> **Task**
Begin with the line containing "Note for the class: annotate every instance of the sky in" and copy each line exactly through the last line of the entries, inclusive.

================================

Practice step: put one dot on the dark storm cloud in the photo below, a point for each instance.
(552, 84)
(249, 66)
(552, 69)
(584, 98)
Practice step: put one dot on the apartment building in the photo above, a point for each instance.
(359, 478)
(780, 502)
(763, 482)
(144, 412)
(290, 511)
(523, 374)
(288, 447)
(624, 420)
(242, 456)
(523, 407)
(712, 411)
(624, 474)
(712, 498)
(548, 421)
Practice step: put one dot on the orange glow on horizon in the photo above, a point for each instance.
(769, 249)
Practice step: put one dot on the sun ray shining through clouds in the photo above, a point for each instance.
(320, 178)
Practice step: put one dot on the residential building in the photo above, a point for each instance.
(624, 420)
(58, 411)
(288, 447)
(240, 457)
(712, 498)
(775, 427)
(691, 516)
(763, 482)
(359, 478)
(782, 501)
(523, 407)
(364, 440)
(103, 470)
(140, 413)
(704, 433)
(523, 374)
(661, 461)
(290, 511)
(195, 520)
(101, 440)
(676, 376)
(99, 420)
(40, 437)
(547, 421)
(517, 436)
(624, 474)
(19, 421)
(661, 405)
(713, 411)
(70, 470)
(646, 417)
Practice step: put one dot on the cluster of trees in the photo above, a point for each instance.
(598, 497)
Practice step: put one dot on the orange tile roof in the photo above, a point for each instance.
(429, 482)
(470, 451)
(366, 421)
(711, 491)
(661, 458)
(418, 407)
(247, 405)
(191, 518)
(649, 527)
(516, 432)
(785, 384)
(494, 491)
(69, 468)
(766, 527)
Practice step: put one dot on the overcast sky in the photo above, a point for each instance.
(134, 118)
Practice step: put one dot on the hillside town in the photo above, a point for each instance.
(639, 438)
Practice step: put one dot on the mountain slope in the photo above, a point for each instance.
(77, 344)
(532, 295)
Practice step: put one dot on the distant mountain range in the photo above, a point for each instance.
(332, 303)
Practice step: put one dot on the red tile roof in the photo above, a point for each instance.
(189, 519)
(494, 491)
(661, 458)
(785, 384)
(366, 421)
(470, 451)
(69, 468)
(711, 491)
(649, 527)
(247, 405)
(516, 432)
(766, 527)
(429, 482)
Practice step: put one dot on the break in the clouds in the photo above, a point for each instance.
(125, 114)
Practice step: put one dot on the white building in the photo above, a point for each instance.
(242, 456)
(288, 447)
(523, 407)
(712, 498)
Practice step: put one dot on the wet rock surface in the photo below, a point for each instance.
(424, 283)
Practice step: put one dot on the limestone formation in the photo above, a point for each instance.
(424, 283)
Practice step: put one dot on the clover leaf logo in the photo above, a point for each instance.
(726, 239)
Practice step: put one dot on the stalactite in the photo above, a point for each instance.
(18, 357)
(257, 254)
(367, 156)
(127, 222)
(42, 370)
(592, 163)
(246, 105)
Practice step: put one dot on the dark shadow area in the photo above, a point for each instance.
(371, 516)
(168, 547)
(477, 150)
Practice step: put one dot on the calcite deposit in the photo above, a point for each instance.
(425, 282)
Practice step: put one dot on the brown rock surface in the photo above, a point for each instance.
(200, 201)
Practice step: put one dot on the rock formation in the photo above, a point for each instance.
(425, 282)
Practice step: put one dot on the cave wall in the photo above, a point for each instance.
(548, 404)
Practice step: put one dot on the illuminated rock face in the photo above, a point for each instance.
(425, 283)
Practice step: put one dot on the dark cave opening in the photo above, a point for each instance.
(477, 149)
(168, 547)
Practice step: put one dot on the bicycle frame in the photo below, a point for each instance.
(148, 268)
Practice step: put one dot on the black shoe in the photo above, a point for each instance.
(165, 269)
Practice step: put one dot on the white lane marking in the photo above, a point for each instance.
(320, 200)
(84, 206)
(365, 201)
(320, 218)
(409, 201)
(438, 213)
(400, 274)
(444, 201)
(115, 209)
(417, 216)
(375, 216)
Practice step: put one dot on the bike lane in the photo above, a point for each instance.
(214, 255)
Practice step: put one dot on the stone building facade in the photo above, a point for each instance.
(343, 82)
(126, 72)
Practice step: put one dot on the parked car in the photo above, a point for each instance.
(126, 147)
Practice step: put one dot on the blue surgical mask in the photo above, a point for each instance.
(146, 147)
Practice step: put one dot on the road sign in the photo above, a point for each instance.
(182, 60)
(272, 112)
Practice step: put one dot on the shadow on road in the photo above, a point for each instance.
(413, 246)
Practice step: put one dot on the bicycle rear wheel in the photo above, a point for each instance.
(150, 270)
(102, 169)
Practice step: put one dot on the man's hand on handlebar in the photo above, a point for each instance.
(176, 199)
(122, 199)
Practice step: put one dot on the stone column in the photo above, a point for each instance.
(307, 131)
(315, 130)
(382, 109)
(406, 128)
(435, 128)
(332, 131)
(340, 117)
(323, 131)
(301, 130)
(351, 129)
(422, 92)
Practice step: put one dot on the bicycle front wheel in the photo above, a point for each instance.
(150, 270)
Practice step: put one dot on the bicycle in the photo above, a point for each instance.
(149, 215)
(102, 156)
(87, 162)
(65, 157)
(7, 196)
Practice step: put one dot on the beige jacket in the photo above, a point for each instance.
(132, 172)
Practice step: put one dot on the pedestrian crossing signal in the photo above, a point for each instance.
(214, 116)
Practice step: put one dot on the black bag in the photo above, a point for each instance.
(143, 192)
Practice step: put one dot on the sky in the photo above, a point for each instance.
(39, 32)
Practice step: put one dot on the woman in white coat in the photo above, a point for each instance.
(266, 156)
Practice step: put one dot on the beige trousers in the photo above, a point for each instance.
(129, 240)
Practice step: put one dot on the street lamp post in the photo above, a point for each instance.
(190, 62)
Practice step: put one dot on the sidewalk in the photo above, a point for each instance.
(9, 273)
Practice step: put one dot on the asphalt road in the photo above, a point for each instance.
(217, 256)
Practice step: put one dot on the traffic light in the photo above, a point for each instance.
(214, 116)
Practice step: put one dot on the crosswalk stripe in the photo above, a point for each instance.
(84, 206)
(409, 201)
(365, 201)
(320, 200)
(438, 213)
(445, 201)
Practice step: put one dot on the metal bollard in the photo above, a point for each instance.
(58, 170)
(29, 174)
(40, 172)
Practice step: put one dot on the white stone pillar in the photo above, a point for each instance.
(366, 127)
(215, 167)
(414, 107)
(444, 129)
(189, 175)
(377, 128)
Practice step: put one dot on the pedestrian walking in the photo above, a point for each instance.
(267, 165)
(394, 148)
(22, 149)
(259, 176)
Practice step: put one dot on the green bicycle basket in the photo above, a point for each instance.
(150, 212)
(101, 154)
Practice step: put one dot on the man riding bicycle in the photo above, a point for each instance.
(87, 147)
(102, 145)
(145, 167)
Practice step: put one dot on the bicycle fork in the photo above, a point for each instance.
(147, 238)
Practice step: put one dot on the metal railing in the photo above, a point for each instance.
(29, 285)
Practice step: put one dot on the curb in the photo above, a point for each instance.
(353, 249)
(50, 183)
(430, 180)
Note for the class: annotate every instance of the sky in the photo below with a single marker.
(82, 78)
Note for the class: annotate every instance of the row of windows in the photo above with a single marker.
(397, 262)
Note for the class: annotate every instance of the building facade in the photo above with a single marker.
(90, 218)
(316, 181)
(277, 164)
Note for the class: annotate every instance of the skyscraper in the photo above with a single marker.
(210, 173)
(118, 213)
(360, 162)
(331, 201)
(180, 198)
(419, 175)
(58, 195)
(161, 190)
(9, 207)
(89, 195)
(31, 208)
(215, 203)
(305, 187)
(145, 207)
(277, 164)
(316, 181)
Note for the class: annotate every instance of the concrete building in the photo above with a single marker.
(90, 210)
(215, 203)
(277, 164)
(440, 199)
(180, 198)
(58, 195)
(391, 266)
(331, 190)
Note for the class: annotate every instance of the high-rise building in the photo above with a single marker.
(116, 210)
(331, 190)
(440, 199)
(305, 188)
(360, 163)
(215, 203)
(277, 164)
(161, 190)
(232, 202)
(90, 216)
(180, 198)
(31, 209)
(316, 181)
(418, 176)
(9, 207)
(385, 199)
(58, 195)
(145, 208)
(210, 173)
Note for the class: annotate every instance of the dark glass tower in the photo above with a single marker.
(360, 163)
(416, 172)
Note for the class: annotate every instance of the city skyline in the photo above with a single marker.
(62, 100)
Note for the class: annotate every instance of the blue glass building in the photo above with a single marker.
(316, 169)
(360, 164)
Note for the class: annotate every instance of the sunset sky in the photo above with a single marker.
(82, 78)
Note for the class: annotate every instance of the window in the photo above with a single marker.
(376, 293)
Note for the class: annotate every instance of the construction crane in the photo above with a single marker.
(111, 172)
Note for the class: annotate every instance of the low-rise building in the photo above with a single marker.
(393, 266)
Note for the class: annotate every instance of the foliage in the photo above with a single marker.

================================

> **Worked answer**
Note for the class: annotate every instance of the sky in the photo below with a single marker.
(82, 78)
Note for the class: annotate every instance of the row of windows in the photo above with a single marker.
(397, 262)
Note for the class: annotate every instance of the building facade in the photo above with a single marker.
(90, 218)
(316, 181)
(277, 164)
Note for the class: annotate every instance of the skyscraper in the photo above with a single marker.
(210, 173)
(118, 213)
(360, 162)
(331, 201)
(180, 198)
(419, 175)
(58, 195)
(161, 190)
(9, 207)
(89, 195)
(31, 208)
(215, 203)
(305, 187)
(145, 207)
(277, 164)
(316, 181)
Note for the class: annotate every instance of the concrete building in the photo above with a single marker.
(90, 210)
(215, 203)
(277, 164)
(440, 199)
(180, 198)
(58, 195)
(391, 266)
(331, 190)
Note for the class: annotate every instance of the high-rise building in the photo above with a single marker.
(116, 210)
(331, 190)
(440, 199)
(305, 188)
(360, 163)
(215, 203)
(277, 164)
(161, 190)
(232, 202)
(90, 216)
(180, 198)
(31, 209)
(316, 181)
(418, 176)
(9, 207)
(385, 199)
(58, 195)
(145, 208)
(210, 173)
Note for the class: annotate every instance of the dark glass tower in the photo above with a single marker.
(360, 163)
(416, 172)
Note for the class: annotate every instance of the city skyline in the photo above with a single marker.
(62, 100)
Note for the class: annotate every instance of the blue glass building in the photo above with a single marker.
(316, 169)
(360, 164)
Note for the class: annotate every instance of the sunset sky in the photo above with a single marker.
(82, 78)
Note for the class: annotate every instance of the window in the photo above with a single marker.
(376, 293)
Note for the class: annotate every instance of the construction crane in the photo above with a single marker.
(111, 172)
Note for the class: annotate every instance of the low-rise building in the photo above with a single marker.
(393, 266)
Note for the class: annotate every instance of the foliage in the photo above with a single marker.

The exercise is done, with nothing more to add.